### EXERCISE TASK
Rewrite the material from the line with "the red hooded" up to and including the line with "[[149, 191]]", replacing "red hooded jacket" with "red hooded coat" and leaving everything else unchanged. Give only those lines.

━━ RECORDS ━━

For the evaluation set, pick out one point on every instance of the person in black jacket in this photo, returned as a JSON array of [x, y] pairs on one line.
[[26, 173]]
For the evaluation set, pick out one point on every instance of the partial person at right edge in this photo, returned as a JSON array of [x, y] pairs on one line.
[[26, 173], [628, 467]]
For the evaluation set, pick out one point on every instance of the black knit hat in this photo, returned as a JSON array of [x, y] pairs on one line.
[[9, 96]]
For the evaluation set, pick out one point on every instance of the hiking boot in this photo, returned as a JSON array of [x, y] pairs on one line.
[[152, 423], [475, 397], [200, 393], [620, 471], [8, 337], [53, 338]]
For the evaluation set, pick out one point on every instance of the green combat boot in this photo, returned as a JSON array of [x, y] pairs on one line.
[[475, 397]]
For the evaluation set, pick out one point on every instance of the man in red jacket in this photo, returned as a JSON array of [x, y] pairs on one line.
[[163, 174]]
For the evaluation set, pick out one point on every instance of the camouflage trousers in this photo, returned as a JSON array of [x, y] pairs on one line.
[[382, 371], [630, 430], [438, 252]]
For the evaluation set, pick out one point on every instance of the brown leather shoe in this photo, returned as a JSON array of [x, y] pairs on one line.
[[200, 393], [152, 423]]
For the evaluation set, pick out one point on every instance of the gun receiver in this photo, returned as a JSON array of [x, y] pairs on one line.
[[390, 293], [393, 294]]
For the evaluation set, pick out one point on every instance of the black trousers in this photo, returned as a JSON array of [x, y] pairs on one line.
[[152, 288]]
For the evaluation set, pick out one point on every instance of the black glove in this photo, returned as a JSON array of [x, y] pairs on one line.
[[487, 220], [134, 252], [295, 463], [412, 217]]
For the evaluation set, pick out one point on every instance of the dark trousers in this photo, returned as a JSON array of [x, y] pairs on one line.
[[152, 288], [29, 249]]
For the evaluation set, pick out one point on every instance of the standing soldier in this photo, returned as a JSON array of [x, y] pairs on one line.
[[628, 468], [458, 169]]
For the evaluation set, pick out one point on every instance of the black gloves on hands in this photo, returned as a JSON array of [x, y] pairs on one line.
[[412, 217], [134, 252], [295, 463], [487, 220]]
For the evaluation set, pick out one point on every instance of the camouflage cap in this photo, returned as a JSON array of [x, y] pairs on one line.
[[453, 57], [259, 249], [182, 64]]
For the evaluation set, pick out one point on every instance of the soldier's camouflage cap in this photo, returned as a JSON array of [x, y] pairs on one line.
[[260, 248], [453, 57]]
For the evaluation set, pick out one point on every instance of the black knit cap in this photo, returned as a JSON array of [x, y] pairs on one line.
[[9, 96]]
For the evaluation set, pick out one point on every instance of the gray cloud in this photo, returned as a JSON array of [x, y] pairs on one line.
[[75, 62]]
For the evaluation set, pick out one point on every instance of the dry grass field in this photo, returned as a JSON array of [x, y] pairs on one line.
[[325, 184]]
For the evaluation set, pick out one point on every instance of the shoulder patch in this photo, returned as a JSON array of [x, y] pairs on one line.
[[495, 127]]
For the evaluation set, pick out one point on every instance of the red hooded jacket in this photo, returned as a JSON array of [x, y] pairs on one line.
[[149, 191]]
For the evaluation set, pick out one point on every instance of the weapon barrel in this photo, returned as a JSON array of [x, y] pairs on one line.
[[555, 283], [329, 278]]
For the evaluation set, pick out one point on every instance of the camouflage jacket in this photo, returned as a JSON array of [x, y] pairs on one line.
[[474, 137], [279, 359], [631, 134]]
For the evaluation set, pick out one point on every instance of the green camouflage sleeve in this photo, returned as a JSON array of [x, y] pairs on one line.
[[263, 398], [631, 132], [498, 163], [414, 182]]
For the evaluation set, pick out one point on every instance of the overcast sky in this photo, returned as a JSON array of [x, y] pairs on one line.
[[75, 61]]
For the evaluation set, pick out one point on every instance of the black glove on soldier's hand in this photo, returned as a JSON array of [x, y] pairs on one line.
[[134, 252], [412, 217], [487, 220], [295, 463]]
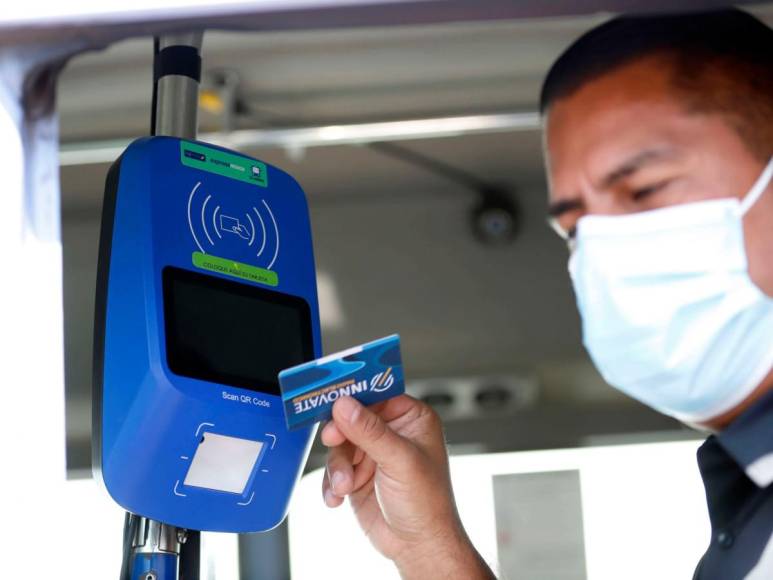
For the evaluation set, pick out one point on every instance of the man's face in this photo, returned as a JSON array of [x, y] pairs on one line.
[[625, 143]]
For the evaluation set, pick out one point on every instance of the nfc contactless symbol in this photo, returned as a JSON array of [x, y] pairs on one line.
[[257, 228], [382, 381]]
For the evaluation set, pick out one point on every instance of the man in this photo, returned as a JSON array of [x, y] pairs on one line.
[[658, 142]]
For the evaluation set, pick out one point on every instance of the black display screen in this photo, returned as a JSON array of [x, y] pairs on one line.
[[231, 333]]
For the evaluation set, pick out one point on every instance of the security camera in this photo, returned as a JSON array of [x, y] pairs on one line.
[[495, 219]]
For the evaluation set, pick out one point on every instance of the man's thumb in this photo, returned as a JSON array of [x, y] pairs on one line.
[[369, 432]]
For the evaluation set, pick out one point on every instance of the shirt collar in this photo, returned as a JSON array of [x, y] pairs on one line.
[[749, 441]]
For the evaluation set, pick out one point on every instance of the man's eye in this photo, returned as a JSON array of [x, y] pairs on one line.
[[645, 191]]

━━━
━━ RECORDS ━━

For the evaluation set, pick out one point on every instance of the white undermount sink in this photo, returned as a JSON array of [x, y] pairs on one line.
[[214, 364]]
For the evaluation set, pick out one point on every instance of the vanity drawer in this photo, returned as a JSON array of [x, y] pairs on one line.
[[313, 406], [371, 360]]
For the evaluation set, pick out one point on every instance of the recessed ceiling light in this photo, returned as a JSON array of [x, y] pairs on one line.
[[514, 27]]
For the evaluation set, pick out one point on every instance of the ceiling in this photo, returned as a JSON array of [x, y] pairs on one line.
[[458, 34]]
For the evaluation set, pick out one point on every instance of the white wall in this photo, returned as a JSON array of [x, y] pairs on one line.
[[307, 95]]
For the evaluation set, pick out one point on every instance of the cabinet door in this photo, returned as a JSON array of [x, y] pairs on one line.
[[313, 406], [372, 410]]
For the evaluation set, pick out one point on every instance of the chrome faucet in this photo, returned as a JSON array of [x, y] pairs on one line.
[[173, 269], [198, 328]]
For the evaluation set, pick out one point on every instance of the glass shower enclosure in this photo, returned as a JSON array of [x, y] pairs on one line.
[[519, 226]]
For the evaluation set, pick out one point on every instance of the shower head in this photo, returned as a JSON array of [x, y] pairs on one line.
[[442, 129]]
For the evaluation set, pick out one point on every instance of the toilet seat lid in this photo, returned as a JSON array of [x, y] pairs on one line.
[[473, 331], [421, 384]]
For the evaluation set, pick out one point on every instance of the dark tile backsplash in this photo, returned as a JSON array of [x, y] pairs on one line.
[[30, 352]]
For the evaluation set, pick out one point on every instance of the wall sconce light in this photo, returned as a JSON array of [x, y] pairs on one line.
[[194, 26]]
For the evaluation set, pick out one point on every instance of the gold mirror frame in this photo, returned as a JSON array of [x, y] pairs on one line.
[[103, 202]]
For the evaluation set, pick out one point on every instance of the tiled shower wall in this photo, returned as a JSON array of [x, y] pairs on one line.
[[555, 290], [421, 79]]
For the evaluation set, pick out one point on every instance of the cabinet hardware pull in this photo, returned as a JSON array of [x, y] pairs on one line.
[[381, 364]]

━━━

### RESULT BELOW
For the evaluation set, pick out one point on every instance of the red hooded coat in this photo, returned as a JSON array of [x, y] pairs on one line.
[[149, 191]]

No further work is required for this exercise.